Passage shown:

** Begin **

# leggett rd. Access



## Mr_Dease (Aug 30, 2011)

Hello,

I have a cabin in Hale and like to fish the smaller streams like the E.B. I also fish the Augres in the spring out of nostalgia for my grandfather and was reading Jim Bedfords book on fly fishing in Mi recently and he seems to indicate there is an access from legget rd. Can anyone verify that for me please?. Again I don't want any special spots...just want an access point for me and my boy.

Best Regards-


Posted using Outdoor Hub Campfire


----------



## Ralph Smith (Apr 1, 2003)

Welcome to the site first off Secondly, read the rules of the river forums. Specific access spots and rivers or streams not listed above or off limit topics except by pm's.


----------



## Mr_Dease (Aug 30, 2011)

Thanks. No harm intended...just trying to save some scouting time....little feet move slow. Best of luck this spring.


Posted using Outdoor Hub Campfire


----------



## ausable_steelhead (Sep 30, 2002)

Ralph Smith said:


> Welcome to the site first off Secondly, read the rules of the river forums. Specific access spots and rivers or streams not listed above or off limit topics except by pm's.


I get my vague ass Au Sable post edited yesterday and yet here's a specific access point out in the open. That makes sense.


----------



## Ralph Smith (Apr 1, 2003)

ausable_steelhead said:


> I get my vague ass Au Sable post edited yesterday and yet here's a specific access point out in the open. That makes sense.


Wow Jon, what was it about? I know Whit used to be big on the westside for that stuff, but it seems no one cares about this side:sad: I posted something I shouldn't have, and deleted it due to another member sending me a pm. He was right. Sometimes you can get caught up in the moment. If you were posting a hot spot full of steel, you can send me a pm:lol:


----------



## Fishndude (Feb 22, 2003)

Here you go! There are no secrets anymore. 

http://www.google.com/earth/index.html


----------



## YPSIFLY (Feb 13, 2001)

That post was edited because there was mention of fishing a specific hole under a specific picnic table.

My PM box is always open if you would like to discuss the issue.


----------

** End **

Aim 1:
Copy out the whole forum thread about access from Leggett Rd. word for word.

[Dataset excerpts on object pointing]
** Begin **

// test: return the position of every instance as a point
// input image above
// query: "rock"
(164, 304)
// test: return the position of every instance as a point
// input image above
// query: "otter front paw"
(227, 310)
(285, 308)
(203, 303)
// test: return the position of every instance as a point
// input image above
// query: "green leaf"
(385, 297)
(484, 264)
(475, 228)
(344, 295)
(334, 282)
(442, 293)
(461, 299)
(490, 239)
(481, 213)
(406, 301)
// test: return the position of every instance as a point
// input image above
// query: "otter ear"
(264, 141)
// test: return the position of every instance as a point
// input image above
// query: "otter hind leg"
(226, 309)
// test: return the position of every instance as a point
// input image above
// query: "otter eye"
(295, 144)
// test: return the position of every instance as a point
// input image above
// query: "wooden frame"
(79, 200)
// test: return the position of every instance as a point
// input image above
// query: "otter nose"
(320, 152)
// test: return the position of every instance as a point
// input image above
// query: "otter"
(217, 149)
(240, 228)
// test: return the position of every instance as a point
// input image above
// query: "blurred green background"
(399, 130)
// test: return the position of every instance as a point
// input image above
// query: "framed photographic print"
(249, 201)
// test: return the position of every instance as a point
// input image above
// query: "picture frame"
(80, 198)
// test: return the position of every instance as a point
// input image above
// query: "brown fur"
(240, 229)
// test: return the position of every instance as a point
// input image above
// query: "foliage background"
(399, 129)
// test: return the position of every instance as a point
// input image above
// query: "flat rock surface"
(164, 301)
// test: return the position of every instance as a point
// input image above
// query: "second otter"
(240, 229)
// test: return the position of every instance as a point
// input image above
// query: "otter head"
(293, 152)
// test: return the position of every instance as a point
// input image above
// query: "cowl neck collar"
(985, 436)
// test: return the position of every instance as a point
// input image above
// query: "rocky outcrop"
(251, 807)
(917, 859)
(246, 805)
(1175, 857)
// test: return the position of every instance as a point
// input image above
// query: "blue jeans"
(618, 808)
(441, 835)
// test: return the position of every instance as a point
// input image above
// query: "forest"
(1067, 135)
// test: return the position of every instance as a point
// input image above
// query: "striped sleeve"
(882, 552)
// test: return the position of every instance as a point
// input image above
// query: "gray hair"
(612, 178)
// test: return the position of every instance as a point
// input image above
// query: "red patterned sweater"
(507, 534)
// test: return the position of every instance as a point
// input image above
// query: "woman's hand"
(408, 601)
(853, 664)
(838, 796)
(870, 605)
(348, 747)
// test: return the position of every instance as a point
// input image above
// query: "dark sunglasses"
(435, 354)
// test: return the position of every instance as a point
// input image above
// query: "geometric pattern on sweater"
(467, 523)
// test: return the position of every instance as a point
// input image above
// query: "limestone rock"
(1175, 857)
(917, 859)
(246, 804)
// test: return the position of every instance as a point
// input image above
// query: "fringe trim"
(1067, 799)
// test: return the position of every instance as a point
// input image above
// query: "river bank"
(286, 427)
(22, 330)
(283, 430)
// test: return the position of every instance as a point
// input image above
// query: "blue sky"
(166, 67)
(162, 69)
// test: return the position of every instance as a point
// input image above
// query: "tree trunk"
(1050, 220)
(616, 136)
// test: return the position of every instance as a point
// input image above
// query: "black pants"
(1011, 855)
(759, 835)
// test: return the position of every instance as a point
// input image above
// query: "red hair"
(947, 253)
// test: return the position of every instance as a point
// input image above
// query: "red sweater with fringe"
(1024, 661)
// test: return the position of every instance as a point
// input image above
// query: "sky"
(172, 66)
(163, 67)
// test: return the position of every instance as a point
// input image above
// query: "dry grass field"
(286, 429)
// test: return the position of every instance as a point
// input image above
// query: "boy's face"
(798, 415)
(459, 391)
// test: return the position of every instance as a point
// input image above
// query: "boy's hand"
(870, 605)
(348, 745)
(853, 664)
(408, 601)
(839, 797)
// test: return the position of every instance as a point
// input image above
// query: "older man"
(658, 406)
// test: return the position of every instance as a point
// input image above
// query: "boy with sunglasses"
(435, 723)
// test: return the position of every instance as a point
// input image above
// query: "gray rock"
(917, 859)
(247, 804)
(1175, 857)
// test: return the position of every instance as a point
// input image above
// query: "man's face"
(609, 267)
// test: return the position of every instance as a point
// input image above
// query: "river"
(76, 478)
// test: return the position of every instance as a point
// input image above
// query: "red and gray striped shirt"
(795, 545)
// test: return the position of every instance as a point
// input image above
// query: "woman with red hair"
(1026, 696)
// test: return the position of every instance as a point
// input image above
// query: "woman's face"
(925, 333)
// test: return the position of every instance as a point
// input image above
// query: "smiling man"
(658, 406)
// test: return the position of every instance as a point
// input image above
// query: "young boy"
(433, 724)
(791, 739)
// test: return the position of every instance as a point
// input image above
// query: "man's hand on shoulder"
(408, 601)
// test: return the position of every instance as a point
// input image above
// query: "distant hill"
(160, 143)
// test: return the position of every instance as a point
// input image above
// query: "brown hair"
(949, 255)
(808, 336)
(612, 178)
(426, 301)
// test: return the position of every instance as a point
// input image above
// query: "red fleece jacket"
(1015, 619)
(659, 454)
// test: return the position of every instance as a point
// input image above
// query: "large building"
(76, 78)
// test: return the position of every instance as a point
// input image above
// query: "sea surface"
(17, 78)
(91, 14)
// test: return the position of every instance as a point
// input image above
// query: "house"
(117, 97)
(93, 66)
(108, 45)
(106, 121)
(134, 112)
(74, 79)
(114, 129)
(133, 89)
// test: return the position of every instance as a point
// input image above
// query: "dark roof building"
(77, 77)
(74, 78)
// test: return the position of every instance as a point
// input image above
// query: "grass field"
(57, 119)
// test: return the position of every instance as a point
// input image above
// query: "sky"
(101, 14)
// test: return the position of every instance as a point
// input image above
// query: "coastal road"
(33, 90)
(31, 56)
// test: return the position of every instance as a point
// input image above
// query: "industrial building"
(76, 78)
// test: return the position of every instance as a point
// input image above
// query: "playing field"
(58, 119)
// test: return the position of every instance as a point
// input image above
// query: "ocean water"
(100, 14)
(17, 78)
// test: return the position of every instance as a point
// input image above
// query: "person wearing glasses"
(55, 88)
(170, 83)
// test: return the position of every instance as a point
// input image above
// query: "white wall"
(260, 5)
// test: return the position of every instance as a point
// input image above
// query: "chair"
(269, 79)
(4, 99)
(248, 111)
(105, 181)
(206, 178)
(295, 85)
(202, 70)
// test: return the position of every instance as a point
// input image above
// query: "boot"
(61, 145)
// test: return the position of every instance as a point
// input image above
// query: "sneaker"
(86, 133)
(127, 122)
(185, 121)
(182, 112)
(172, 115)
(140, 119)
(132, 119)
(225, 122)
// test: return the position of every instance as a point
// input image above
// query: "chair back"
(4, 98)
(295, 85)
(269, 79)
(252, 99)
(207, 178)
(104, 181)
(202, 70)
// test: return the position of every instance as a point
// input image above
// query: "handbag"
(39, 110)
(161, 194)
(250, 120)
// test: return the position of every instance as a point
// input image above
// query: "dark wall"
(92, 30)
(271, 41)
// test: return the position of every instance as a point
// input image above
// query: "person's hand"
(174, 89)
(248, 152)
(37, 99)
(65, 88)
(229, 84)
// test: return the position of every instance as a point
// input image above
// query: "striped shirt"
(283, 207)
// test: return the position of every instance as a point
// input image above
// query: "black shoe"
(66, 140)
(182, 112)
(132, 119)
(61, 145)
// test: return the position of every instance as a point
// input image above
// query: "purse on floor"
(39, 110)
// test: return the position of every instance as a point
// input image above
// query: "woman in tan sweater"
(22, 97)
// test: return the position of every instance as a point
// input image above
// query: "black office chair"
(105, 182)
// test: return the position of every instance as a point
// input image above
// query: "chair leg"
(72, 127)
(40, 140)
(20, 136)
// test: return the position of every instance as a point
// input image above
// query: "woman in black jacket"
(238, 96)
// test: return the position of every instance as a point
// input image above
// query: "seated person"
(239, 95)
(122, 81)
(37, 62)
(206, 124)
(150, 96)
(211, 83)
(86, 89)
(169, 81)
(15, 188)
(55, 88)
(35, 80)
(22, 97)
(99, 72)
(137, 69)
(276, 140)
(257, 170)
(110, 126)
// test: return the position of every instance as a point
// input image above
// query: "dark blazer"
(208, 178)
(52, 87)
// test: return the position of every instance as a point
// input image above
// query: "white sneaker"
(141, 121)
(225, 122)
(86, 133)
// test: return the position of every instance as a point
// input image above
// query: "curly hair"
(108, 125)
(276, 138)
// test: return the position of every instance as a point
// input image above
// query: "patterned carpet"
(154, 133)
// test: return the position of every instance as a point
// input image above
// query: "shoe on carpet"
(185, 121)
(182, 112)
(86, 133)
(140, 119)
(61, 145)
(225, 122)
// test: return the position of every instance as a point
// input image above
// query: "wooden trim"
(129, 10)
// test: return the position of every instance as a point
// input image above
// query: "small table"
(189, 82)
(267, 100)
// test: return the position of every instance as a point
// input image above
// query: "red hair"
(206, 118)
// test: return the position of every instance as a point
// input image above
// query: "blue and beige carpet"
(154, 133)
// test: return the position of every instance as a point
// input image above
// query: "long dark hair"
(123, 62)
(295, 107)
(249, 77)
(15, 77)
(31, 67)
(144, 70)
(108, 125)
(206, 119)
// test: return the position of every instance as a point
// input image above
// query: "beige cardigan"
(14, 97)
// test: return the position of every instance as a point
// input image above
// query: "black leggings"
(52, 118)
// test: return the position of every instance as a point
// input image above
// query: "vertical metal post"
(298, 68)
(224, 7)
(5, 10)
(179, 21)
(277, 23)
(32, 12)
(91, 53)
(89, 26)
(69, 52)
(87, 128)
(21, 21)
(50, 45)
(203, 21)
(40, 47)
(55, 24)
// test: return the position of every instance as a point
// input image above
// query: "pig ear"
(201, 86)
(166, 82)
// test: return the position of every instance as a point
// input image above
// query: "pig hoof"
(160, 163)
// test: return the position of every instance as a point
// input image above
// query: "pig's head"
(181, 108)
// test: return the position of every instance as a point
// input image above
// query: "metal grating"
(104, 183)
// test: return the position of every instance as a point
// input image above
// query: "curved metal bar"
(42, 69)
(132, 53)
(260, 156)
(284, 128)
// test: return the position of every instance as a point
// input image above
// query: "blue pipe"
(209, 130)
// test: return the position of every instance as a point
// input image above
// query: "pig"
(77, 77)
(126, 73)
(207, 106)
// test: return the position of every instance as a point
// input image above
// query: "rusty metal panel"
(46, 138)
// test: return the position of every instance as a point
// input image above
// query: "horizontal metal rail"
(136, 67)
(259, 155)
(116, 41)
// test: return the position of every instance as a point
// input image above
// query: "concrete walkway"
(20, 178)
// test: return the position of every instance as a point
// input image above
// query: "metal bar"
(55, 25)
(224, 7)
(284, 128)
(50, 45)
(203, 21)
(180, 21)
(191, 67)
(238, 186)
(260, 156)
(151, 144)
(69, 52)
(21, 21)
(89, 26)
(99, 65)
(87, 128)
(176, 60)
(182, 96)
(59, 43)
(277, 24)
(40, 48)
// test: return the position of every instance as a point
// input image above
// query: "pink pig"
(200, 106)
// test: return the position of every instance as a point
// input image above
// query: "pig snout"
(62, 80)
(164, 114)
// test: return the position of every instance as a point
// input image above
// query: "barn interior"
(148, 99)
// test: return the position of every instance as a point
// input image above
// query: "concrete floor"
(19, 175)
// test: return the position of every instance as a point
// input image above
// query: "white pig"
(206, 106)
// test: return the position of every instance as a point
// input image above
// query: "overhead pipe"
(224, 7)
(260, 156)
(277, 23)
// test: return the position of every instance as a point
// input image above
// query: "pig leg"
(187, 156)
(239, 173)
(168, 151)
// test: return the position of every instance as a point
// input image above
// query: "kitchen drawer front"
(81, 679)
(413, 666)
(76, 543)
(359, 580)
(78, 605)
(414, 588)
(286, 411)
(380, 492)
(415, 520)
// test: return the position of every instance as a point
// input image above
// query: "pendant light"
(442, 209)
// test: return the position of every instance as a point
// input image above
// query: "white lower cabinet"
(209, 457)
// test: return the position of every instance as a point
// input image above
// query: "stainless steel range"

** End **

Aim 2:
Count how many lines of the listing contain the string "person". Reply with the number alone.

Worked solution 1:
# leggett rd. Access



## Mr_Dease (Aug 30, 2011)

Hello,

I have a cabin in Hale and like to fish the smaller streams like the E.B. I also fish the Augres in the spring out of nostalgia for my grandfather and was reading Jim Bedfords book on fly fishing in Mi recently and he seems to indicate there is an access from legget rd. Can anyone verify that for me please?. Again I don't want any special spots...just want an access point for me and my boy.

Best Regards-


Posted using Outdoor Hub Campfire


----------



## Ralph Smith (Apr 1, 2003)

Welcome to the site first off Secondly, read the rules of the river forums. Specific access spots and rivers or streams not listed above or off limit topics except by pm's.


----------



## Mr_Dease (Aug 30, 2011)

Thanks. No harm intended...just trying to save some scouting time....little feet move slow. Best of luck this spring.


Posted using Outdoor Hub Campfire


----------



## ausable_steelhead (Sep 30, 2002)

Ralph Smith said:


> Welcome to the site first off Secondly, read the rules of the river forums. Specific access spots and rivers or streams not listed above or off limit topics except by pm's.


I get my vague ass Au Sable post edited yesterday and yet here's a specific access point out in the open. That makes sense.


----------



## Ralph Smith (Apr 1, 2003)

ausable_steelhead said:


> I get my vague ass Au Sable post edited yesterday and yet here's a specific access point out in the open. That makes sense.


Wow Jon, what was it about? I know Whit used to be big on the westside for that stuff, but it seems no one cares about this side:sad: I posted something I shouldn't have, and deleted it due to another member sending me a pm. He was right. Sometimes you can get caught up in the moment. If you were posting a hot spot full of steel, you can send me a pm:lol:


----------



## Fishndude (Feb 22, 2003)

Here you go! There are no secrets anymore. 

http://www.google.com/earth/index.html


----------



## YPSIFLY (Feb 13, 2001)

That post was edited because there was mention of fishing a specific hole under a specific picnic table.

My PM box is always open if you would like to discuss the issue.


----------

Worked solution 2:
3